Recorded data below:

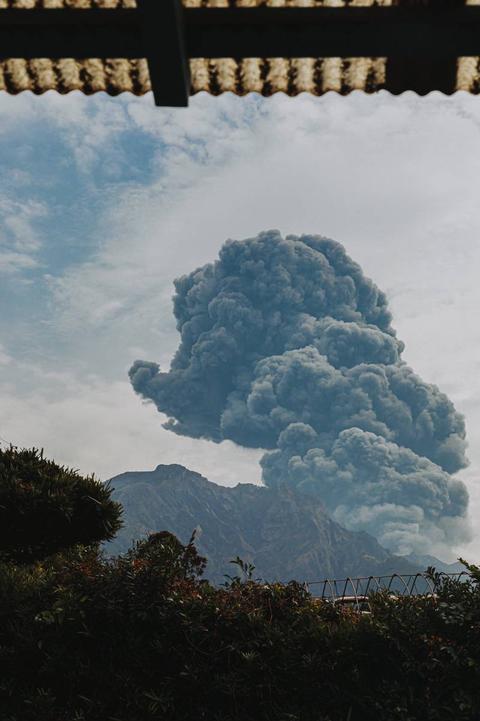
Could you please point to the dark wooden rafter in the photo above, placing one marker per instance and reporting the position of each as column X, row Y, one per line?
column 422, row 40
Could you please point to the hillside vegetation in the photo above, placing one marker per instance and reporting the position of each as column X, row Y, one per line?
column 142, row 637
column 284, row 532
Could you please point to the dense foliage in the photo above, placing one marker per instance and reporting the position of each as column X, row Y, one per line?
column 45, row 508
column 142, row 637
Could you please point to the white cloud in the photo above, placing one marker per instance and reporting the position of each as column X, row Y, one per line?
column 393, row 178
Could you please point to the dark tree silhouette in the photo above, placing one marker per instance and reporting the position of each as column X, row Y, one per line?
column 46, row 508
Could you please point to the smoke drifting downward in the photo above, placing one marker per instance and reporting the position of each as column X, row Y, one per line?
column 287, row 346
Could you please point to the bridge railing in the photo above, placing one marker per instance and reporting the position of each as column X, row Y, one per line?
column 356, row 591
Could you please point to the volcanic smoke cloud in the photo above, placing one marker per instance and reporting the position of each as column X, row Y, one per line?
column 287, row 346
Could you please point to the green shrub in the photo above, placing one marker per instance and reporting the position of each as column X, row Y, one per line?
column 143, row 637
column 45, row 508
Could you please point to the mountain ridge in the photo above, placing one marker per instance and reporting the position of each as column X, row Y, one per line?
column 284, row 533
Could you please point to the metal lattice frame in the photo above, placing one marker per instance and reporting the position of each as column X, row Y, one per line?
column 355, row 592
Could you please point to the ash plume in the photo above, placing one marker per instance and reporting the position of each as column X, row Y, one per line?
column 287, row 346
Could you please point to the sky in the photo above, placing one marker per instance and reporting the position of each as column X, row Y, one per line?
column 104, row 201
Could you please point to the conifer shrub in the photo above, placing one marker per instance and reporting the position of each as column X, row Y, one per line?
column 143, row 637
column 45, row 508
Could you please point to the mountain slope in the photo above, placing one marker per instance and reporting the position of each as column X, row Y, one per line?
column 284, row 533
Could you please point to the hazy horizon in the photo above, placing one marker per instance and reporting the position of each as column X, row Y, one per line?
column 106, row 201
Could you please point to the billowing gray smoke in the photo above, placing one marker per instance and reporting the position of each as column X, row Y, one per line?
column 285, row 345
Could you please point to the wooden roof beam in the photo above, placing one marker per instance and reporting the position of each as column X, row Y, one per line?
column 421, row 43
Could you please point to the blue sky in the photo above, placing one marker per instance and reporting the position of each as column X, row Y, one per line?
column 105, row 200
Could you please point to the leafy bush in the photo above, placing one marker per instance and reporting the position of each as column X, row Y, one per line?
column 45, row 508
column 143, row 637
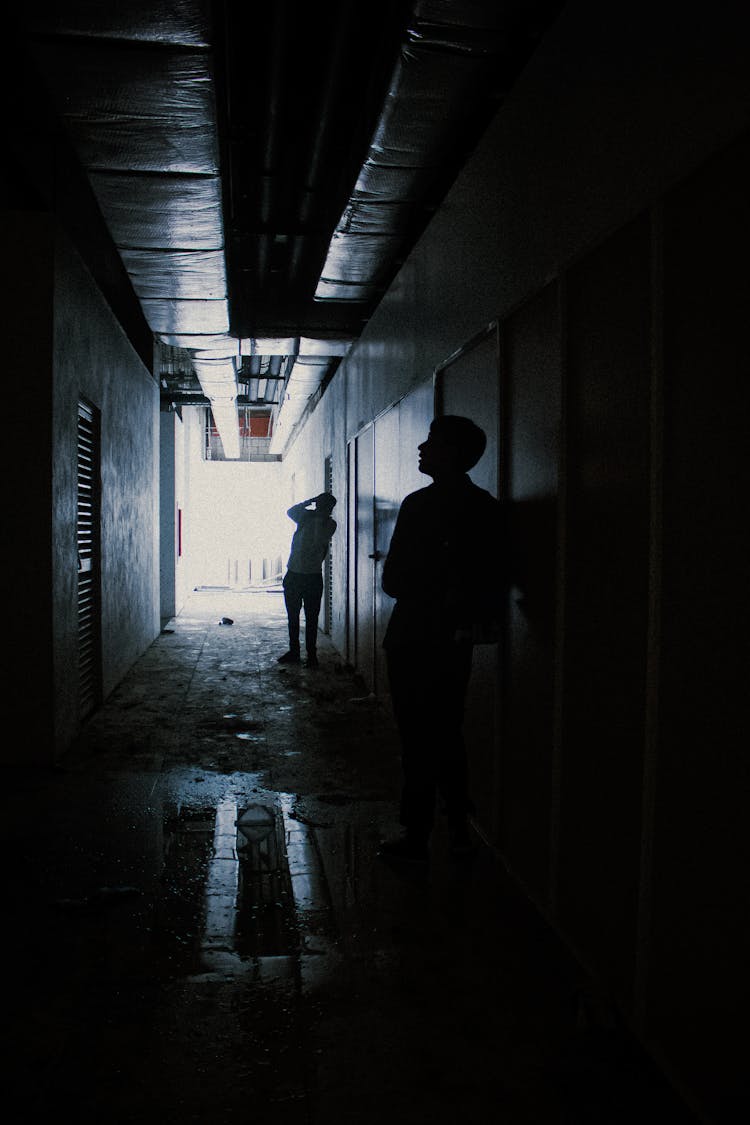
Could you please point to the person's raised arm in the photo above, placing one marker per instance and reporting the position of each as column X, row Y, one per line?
column 298, row 512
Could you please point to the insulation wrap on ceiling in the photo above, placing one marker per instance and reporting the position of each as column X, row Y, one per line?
column 448, row 65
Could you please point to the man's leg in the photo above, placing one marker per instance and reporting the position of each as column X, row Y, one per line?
column 414, row 700
column 292, row 597
column 451, row 766
column 313, row 596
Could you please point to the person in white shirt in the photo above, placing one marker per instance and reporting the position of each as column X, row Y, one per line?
column 303, row 583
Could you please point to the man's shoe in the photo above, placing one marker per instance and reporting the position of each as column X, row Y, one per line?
column 461, row 844
column 405, row 849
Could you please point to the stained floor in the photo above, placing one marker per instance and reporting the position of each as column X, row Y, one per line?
column 198, row 929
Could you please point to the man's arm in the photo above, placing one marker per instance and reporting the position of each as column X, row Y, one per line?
column 298, row 512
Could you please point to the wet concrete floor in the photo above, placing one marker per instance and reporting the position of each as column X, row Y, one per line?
column 198, row 929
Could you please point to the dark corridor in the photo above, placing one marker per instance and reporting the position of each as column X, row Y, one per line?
column 199, row 929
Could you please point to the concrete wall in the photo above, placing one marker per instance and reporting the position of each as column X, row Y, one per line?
column 95, row 360
column 26, row 313
column 66, row 345
column 601, row 224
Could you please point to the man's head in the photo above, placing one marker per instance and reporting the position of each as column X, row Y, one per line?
column 325, row 502
column 453, row 444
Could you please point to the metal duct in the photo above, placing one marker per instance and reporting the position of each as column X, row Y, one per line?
column 134, row 87
column 457, row 61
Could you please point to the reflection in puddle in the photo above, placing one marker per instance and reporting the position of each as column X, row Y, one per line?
column 258, row 867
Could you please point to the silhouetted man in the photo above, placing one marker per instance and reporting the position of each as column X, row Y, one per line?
column 303, row 583
column 443, row 568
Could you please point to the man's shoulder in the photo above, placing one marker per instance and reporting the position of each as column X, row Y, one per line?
column 418, row 496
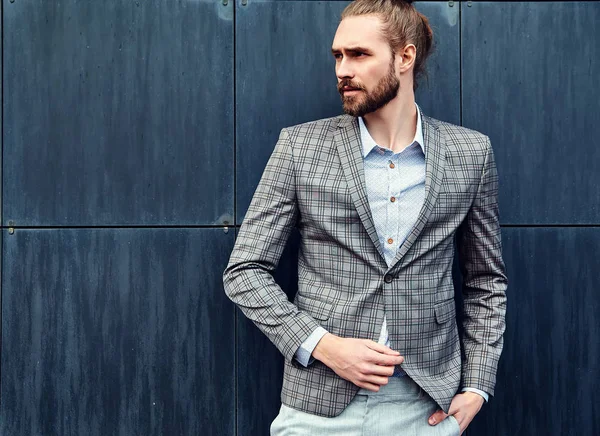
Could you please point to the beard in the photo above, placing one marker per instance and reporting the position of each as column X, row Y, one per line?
column 366, row 102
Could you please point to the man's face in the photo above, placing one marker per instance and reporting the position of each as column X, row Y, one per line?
column 365, row 65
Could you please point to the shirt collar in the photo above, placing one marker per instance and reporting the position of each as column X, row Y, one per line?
column 368, row 143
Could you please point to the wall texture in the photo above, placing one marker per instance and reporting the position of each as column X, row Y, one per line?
column 133, row 136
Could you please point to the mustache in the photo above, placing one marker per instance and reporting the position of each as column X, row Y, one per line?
column 347, row 83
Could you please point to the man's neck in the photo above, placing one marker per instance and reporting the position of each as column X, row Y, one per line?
column 394, row 125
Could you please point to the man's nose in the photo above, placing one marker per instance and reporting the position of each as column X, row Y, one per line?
column 343, row 70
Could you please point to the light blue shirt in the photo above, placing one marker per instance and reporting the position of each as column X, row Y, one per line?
column 395, row 185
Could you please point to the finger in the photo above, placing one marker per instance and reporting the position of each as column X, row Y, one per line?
column 437, row 417
column 380, row 348
column 376, row 380
column 387, row 371
column 368, row 386
column 386, row 360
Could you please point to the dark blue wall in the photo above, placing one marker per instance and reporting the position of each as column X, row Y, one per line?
column 133, row 136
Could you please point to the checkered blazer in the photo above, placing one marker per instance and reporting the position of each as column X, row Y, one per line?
column 314, row 181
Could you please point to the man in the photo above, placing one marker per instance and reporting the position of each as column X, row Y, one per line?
column 379, row 195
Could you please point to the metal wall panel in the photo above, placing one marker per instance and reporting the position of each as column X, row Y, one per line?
column 285, row 75
column 549, row 377
column 118, row 112
column 530, row 75
column 117, row 332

End of Recorded data.

- What to produce
Return the material above verbatim, minus the pictures.

- Written answer
Could you please point to the dark wooden rafter in the photo above, placing one marker per instance and reporting the position of each as column X, row Y, one per line?
column 422, row 40
Could you please point to the hillside vegetation in the photo above, placing one marker per instance and reporting the position of each as column X, row Y, one per line?
column 142, row 637
column 284, row 532
Could you please point to the dense foliage in the photo above, placing one marker per instance and reporting the position of each as column X, row Y, one per line?
column 45, row 508
column 142, row 637
Could you please point to the white cloud in the photo above, placing one marker per instance and reporting the position of each as column X, row Y, one per line?
column 393, row 178
Could you please point to the dark tree silhouette in the photo above, placing one marker per instance and reporting the position of each as column X, row Y, one per line?
column 46, row 508
Could you please point to the smoke drifting downward in the photo above, placing one marker per instance and reporting the position of each as column X, row Y, one per line?
column 287, row 346
Could you please point to the bridge railing in the photo above, placing one marker per instance and reporting the position of each as column X, row Y, one per line?
column 356, row 591
Could you please point to the volcanic smoke cloud in the photo above, placing one marker per instance and reporting the position of each as column X, row Y, one per line?
column 287, row 346
Could you please point to the green shrub in the photo above, placing one marker per instance and reporting the position of each as column X, row Y, one per line?
column 143, row 637
column 45, row 508
Could you please point to the mountain ridge in the photo above, placing one marker per instance and reporting the position of each as column X, row Y, one per line?
column 284, row 533
Could you please point to the metal lattice frame in the photo above, placing one marker per instance and reporting the position of each as column X, row Y, one per line?
column 355, row 592
Could you please point to the ash plume in the photo above, placing one marker per instance and reporting the position of each as column X, row Y, one per line?
column 287, row 346
Could you please point to the sky in the photo above, placing one marker per instance and reporting the position of each as column X, row Y, one per line?
column 104, row 201
Could you please point to the conifer shrub in the photo above, placing one marker per instance and reporting the position of each as column X, row Y, one per line?
column 143, row 637
column 45, row 508
Could you please point to the mountain slope in the photo above, placing one marker per instance and reporting the position of each as column X, row Y, one per line?
column 284, row 533
Could you please point to the hazy horizon in the photo above, placing one marker per instance and reporting the position of each as column X, row Y, one per line?
column 106, row 201
Could you please point to the billowing gray smoke in the photo above, placing one marker per instance and reporting the position of each as column X, row Y, one per line?
column 285, row 345
Could you please point to the wooden roof beam in the photo above, placing one marker per instance and reporting the position of each as column X, row Y, one per line?
column 421, row 43
Could you please point to the blue sky in the photo above, placing one marker per instance and reporting the position of each as column X, row Y, one per line?
column 105, row 200
Could you please point to the leafy bush in the photo above, placing one marker per instance and reporting the position of each as column X, row Y, one per line?
column 45, row 508
column 143, row 637
Could you please point to the person's raised arm in the photo above, placing one marker per instance and reporting the position of each as column X, row Y, one per line?
column 298, row 512
Could you please point to the insulation wrap on ceiling in the photo above, placing one marker per instance and reporting the position of each as column X, row Y, one per line?
column 448, row 65
Could you please point to the man's leg in the photo above, placing one marker per instance and reporting the position of each as column X, row Y, one per line?
column 414, row 700
column 292, row 597
column 451, row 766
column 313, row 596
Could you please point to the person in white shirt in the photo above, placing one marker per instance and reporting the position of each as column X, row Y, one per line?
column 303, row 583
Could you please point to the man's shoe in the photo above, placing one marker per instance and reporting the position of each as column X, row Y, one per line?
column 461, row 844
column 405, row 849
Could you please point to the stained floor in the photo above, placing one marker per instance and reporting the position of each as column X, row Y, one per line?
column 198, row 929
Could you please point to the man's arm in the photo above, placing one marker per instance and reporting the position of each as column X, row Y, one per line?
column 298, row 512
Could you please point to the wet concrete floor in the photo above, placing one marker per instance and reporting the position of each as column X, row Y, one per line?
column 198, row 929
Could you please point to the dark corridor in the photo above, placing one marker per instance and reporting the position of each as column X, row Y, one per line?
column 199, row 929
Could you please point to the concrete wall in the photo above, placing one marker per instance and reporting the position of each as column X, row Y, one per line?
column 95, row 360
column 26, row 313
column 66, row 345
column 601, row 224
Could you please point to the man's head in the photo above, placing one marker per instance and reporting the position of each as column X, row Y, one per line?
column 325, row 502
column 453, row 444
Could you please point to the metal duct in the photo above, placing one marker per instance and reporting the position of each as column X, row Y, one per line?
column 134, row 87
column 457, row 61
Could you please point to the reflection in puddle in the photo above, placing one marker per instance and reporting the position of each as column X, row Y, one per line?
column 258, row 867
Could you please point to the silhouetted man in the photo above, placing one marker per instance and reporting the position of each as column X, row Y, one per line?
column 303, row 583
column 443, row 568
Could you please point to the man's shoulder in the photo above, placing one marker per instance and reporting the position of each as column X, row Y, one per line?
column 418, row 496
Could you please point to the beard in the photo above, placing one marker per instance and reporting the position of each as column X, row Y, one per line?
column 366, row 102
Could you please point to the man's face in the photo above, placing one marker per instance and reporting the position of each as column X, row Y, one per line?
column 365, row 65
Could you please point to the shirt collar in the photo above, placing one marker per instance and reporting the position of each as column X, row Y, one per line?
column 368, row 143
Could you please point to the wall texture in the photo above, placing one marker per instance and reporting the position of each as column X, row Y, one per line?
column 133, row 136
Could you please point to the mustache in the photo above, placing one marker per instance and reporting the position of each as column X, row Y, one per line?
column 347, row 83
Could you please point to the man's neck in the photo above, placing one marker per instance and reporting the position of each as column X, row Y, one per line?
column 394, row 125
Could you please point to the man's nose in the photo above, placing one marker per instance and reporting the position of each as column X, row Y, one per line?
column 343, row 70
Could you please point to the light blue shirt in the photo above, placing one marker per instance and reporting the position of each as column X, row Y, one per line?
column 395, row 185
Could you please point to the finger in the photo above, placing one marker per instance and reporting the position of each as column X, row Y, one per line?
column 437, row 417
column 380, row 348
column 376, row 380
column 387, row 371
column 368, row 386
column 386, row 360
Could you please point to the dark blue wall in the photo above, placing one marker per instance and reporting the position of each as column X, row Y, one per line?
column 133, row 136
Could you please point to the checkered blazer in the photo above, placing one marker per instance and reporting the position of each as column X, row Y, one per line?
column 314, row 181
Could you please point to the man in the photo above, placing one marker per instance and reporting the position of each as column X, row Y, one per line?
column 379, row 195
Could you please point to the metal wall panel in the photo above, placing one marker per instance and reporting the position of each as column X, row Y, one per line?
column 285, row 75
column 549, row 377
column 118, row 112
column 530, row 75
column 117, row 332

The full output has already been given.